Document excerpt:
************
The propery graph edges encode the syntax of a program, as well as the semantic of control and data flows.
The schema of the hybrid property graph edges, as accessible in a Neo4j
database, are shown below.
These schema properties can be used in Cypher
queries.
{
// the type of the relation between two nodes in the syntax tree
Property: RelationType,
// a json indicating additional arguments for the type of the relation
Property: Arguments,
// the type of the edge, e.g.,
// AST_parentOf,
// CFG_parentOf, CG_parentOf,
// PDG_parentOf,
// ERDDG_Dispatch, ERDDG_Registration, ERDDG_Dependency
Property: Type,
}
The rest of this section describes the values and meaning of each property.
What is an AST edge? an AST edge connects two program elements that are syntactically connected to each other following the calculation of the program.
Type. An AST edge has the Type
attribute set to AST_parentOf
.
RelationType. The RelationType
attribute is set to the type of the relationship between to elements of the program in the AST, e.g., callee
for CallExpression
A CFG edge describes the order in which program statements are executed and the conditions required to reach a particular path of execution.
Type. A CFG edge has the Type
attribute set to CFG_parentOf
.
RelationType. RelationType
is set to Cond_True
or Cond_False
for conditional control flows, and to Epsilon
for unconditional flows.
A CFG of a function starts with a entry
node and ends with a exit
node, marking the boundaries of the function scope. These fragmented intra-procedural flows are connected to each other by
inter-procedural call
edges, as presented next.
An IPCG associates with each call site in a program the set of functions that may be invoked from that site. We integrate the IPCG in our code representation with directed call
edges.
Type. An IPCG edge has the Type
attribute set to CG_parentOf
.
************
Stored data:

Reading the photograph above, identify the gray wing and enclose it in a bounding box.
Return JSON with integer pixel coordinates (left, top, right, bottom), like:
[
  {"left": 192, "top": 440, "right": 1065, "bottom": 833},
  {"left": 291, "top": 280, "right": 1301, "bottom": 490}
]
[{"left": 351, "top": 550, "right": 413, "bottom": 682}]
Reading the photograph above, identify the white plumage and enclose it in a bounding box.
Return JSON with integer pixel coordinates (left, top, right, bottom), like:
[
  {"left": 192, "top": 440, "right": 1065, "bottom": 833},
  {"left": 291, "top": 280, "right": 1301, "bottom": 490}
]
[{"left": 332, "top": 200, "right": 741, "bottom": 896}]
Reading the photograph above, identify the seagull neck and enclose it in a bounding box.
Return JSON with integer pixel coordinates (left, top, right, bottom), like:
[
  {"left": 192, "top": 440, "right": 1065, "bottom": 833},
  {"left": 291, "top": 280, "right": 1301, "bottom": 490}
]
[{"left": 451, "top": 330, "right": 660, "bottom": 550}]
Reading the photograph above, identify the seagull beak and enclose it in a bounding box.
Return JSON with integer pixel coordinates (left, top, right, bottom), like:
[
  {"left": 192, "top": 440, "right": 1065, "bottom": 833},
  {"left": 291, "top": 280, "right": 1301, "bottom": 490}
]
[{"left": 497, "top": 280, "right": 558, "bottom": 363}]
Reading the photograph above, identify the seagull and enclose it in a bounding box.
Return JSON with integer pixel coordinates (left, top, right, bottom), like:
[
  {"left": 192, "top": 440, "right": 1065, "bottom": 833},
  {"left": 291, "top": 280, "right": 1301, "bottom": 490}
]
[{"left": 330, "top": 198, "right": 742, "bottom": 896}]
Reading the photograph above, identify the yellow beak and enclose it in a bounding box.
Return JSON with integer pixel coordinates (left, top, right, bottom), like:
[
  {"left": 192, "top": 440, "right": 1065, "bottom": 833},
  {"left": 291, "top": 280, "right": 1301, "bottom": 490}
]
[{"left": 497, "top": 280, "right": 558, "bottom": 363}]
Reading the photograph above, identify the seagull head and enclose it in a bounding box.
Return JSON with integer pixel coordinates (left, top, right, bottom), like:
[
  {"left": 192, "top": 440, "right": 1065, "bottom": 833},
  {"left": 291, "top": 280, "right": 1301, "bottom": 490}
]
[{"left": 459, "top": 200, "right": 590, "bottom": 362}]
************
Task list:
1. In the edge schema text, what value is RelationType set to for unconditional control flows?
2. Render the stretch of the listing from the line containing "Reading the photograph above, identify the seagull head" through the end of the listing as a Markdown table with the columns Row and Listing line, leaving out any blank lines.
The edge schema text and the listing are unrelated material.

Results in order:
1. Epsilon

2.
| Row | Listing line |
|---|---|
| 1 | Reading the photograph above, identify the seagull head and enclose it in a bounding box. |
| 2 | Return JSON with integer pixel coordinates (left, top, right, bottom), like: |
| 3 | [ |
| 4 |   {"left": 192, "top": 440, "right": 1065, "bottom": 833}, |
| 5 |   {"left": 291, "top": 280, "right": 1301, "bottom": 490} |
| 6 | ] |
| 7 | [{"left": 459, "top": 200, "right": 590, "bottom": 362}] |